▶ **Selected text**
--------------------------------------------------

Because they were following the Google C++ Style Guide?
"You should not use the unsigned integer types such as uint32_t, unless there is a valid reason such as representing a bit pattern rather than a number, or you need defined overflow modulo 2^N. In particular, do not use unsigned types to say a number will never be negative. Instead, use assertions for this."
Only two things are infinite, the universe and human stupidity, and I'm not sure about the former.
Stupidity, according to google, can now be measured as a 64-bit value.
"Transparent" is a shit show that trades on every stereotype going. A man in drag is NOT a transsexual.
Yes, in fact the view count will become self-aware on August 29, 2015. In a panic, they tried to pull the plug...
Don't blame me, I voted for Baltar.
If they'd used a 32 bit unsigned integer they might have bought another 6 months or something.
You could say the same of the unix time_t problem, which is a signed 32bit int. If it were unsigned, it'd go to 2106 instead of 2038. Either way, that's not not really the solution. The solution, as youtube has done, is to move to 64bit int.
Personally, I'm amazed at the hit count!
There are 2^31 seconds between 1970-01-01 and 2038-01-19.
If this video was watched once every second since 1970, it'd still have 24 years before it rolled over that counter.
By comparison, it hasn't been available very long. How many views a second is that thing getting? On average, more than 28 hits a second!!!
28 hits/sec may not seem outrageous for a very popular file on a very popular site, but that's averaged since July 2012 until today. That, IMO, is nuts.
Java doesn't have unsigned integers as a primitive type. (Speculative but I'd guess this is what's going on.)
Don't blame me, I voted for Baltar.
I assume they're gonna be calling this the Psy2K bug.
The song and video are a parody of the lifestyle of Koreans in the Gangnam District of Seoul.
I wish YouTube could implement negative view counts.
“Common sense is not so common.” — Voltaire
There is no hope for humanity. Hey Vlad, you Easter-Island-statue-faced midget, hit the big red button. Let somebeing else have a go.

--------------------------------------------------

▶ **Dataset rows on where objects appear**
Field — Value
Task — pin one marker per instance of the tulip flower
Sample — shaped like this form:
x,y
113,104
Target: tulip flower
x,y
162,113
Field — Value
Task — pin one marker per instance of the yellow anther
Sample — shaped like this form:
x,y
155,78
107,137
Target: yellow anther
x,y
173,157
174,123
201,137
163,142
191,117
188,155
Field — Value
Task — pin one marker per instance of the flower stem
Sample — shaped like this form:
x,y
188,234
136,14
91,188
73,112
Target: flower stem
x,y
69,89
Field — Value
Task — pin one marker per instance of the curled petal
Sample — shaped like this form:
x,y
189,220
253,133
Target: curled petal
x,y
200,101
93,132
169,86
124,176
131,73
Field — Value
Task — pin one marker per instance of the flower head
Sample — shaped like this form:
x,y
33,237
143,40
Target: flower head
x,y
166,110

--------------------------------------------------

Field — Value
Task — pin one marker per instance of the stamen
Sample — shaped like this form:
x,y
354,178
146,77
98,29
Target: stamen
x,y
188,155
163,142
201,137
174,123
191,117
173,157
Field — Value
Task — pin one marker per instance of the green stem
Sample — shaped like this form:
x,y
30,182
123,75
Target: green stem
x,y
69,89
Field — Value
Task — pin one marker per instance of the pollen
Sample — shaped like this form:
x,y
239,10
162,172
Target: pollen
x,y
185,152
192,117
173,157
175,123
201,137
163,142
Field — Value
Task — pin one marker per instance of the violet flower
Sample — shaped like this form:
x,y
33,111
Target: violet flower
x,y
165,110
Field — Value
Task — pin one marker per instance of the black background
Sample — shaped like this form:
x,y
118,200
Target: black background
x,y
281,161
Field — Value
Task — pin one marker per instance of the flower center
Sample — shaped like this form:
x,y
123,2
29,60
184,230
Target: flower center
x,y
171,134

--------------------------------------------------

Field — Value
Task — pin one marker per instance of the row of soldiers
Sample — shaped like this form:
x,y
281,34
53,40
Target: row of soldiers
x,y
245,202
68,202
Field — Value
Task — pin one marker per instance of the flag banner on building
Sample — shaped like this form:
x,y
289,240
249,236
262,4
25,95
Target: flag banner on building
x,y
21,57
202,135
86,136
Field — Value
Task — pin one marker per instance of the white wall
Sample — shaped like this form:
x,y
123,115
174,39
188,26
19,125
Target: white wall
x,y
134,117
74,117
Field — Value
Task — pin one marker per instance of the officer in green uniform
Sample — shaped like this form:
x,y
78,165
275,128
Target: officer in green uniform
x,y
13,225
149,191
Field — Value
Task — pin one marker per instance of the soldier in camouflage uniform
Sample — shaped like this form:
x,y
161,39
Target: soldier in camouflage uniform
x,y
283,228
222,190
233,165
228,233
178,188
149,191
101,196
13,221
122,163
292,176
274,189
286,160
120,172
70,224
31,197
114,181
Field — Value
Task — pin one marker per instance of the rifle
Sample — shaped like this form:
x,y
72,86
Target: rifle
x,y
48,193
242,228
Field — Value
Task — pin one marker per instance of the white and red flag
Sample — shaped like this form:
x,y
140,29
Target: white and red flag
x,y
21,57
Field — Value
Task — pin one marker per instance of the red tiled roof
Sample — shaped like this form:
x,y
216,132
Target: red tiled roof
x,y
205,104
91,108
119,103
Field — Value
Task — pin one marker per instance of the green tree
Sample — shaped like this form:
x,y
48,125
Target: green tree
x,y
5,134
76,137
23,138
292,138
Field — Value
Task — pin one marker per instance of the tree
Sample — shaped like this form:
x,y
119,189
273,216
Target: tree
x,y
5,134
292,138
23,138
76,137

--------------------------------------------------

▶ **Task set**
1: Update the YouTube view counter thread, starting with "Java doesn't have" and going on through "the Psy2K bug.", with "Psy2K" replaced by "Gangnam2K".
2: Go on with the comment thread about the YouTube view counter, adding new comments after its last one.

▶ **Answer set**
1:
Java doesn't have unsigned integers as a primitive type. (Speculative but I'd guess this is what's going on.)
Don't blame me, I voted for Baltar.
I assume they're gonna be calling this the Gangnam2K bug.

2:
I hope it's the meerkats.
Confucius say, "Find worm in apple - bad. Find half a worm - worse."
Signed 32-bit oughta be.
According to some estimates, about 3 billion people have access to the internet. The stats would indicate that about 2/3 of the people with internet access have viewed this video, or more disturbingly that some people have watched it more than once.
As a man married to a Korean, I will admit to having started to watch it, but finishing it would have been a waste of valuable minutes of my life. Does that still count as a "hit"?
If you are not allowed to question your government then the government has answered your question.
Subject should have been "... for anybody" of course.
...that takes away my hope that the human race will survive and flourish.
Another reliably depressing indicator of the current state of humanity is Youtube's "Popular Right Now" category. Surely the Apocalypse is near....
Repent while you can, and, I for one welcome our eminent Tribulation Overlord...yadayada....
When the king heard the words of the Book of the Law he tore his robes.2Kings22:11
... for the successful rick-rolling goes to the "informative" mods...
Even though "beats the 64bit integer" was very obvious BS, I still clicked...
Violence is the last refuge of the incompetent. Polar Scope Align for iOS
Oh...right ...something with counters..it has 500 million. so yeah...2 billion isnt that far away.
Imagine how much bandwidth we wasted with that annoying song. :)
There can be good reasons to use it but there are also a couple of reasons to avoid it.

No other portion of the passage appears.